(What you are asked to do): Extend the letter to Twenty-Two below, about never finding life's "Pause" button, by continuing it from the point where it stops.

-- start of Text block --

Thursday, November 12, 2009

Dear Twenty-Two,

Well, here we are. I had no idea what this would look like. But this is what it is. This is where I'm at. This is who I am.

I wonder if there will ever come a time in my life when life makes sense. Maybe it's a fleeting few minutes where the planets align, the airs smells of freshly zested lemons, and everyone smiles genuinely when I walk down the sidewalk.

I'm searching for that dang, illusive "Pause" button. Do you think I'll find it? I've heard it said that women and men can be compared like computers. Men open a window, complete the task, close it and move on to the next. Women are checking email, Facebook, chatting with 3 others on Gmail chat, balancing the checkbook on Quicken, while completeting an online quiz.

Another comparison is compartmental male waffles and interwoven female spaghetti. True that.

I constantly have what feels like 43 different windows open on my computer screen. I can't take it one at a time because each window constantly seems to require my attention.I can't leave a conversation unresolved and then put it aside until we can talk again. No, no. I will continue thinking about it, speculating, guessing, pondering.

-- end of Text block --
-- start of Data excerpt --

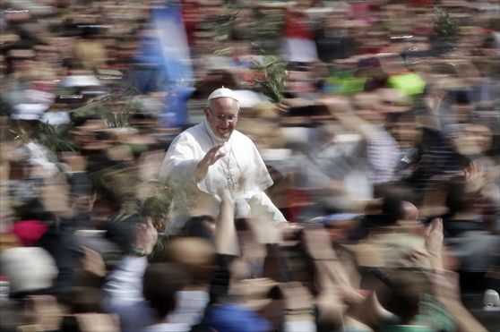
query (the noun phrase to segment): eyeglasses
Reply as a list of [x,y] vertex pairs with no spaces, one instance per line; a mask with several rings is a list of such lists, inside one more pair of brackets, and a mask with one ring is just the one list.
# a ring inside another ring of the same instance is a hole
[[219,122],[228,121],[230,123],[233,123],[236,120],[237,120],[237,115],[216,115],[216,114],[213,114],[213,112],[211,111],[211,109],[210,109],[210,107],[207,107],[207,108],[208,108],[209,112],[213,115],[213,117],[215,117],[215,120],[217,120]]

-- end of Data excerpt --

(The answer):
There are things I want to figure out in my life, but I don't get a grade for them, so they don't get done. No one is really counting on me to explore my spirituality. No one gives me a grade at the end of the semester for healing from an eating disorder. I have questions and things I want to learn and explore and it feels, as of recently, those things will never be done.

I didn't know this is what twenty-two would look like. I'm not taking it back, I don't regret where I'm at, I'm just surprised, I guess. Growing up, and throughout high school twenty-two was older, but not "old." Twenty-two was wiser and had life figured out. Twenty-two was put-together and glamorous. Twenty-two was sucessful and happy. I looked up to people in their twenties and now I wish I could reach back in time to sixteen year-old Heather and say, "Slow down, my dear."

I didn't think we'd have wrinkles already. I didn't think I'd be stressing about money. I didn't think that at twenty-two life would be so complicated, so soon. I thought I'd be stylish and comfortable in my body. I thought I'd shine, radiate with all the life inside of me just waiting to burst out. I thought I'd know for sure that whatever I was in college for would be exactly what I was made to do. I thought I'd be more interesting and more adventuresome. I thought things would be different.

But alas, I'm stuck in college. If I'm chasing another year as if it will definitely hold more than the last, I fear I'll always be disappointed. Recently a friend told me, "It's weird, I guess I struggle with being content." I tried to stifle my laughter, but gave up and said, "I've never met a person who doesn't struggle with being content."

So that's where I'm at. Twenty-two.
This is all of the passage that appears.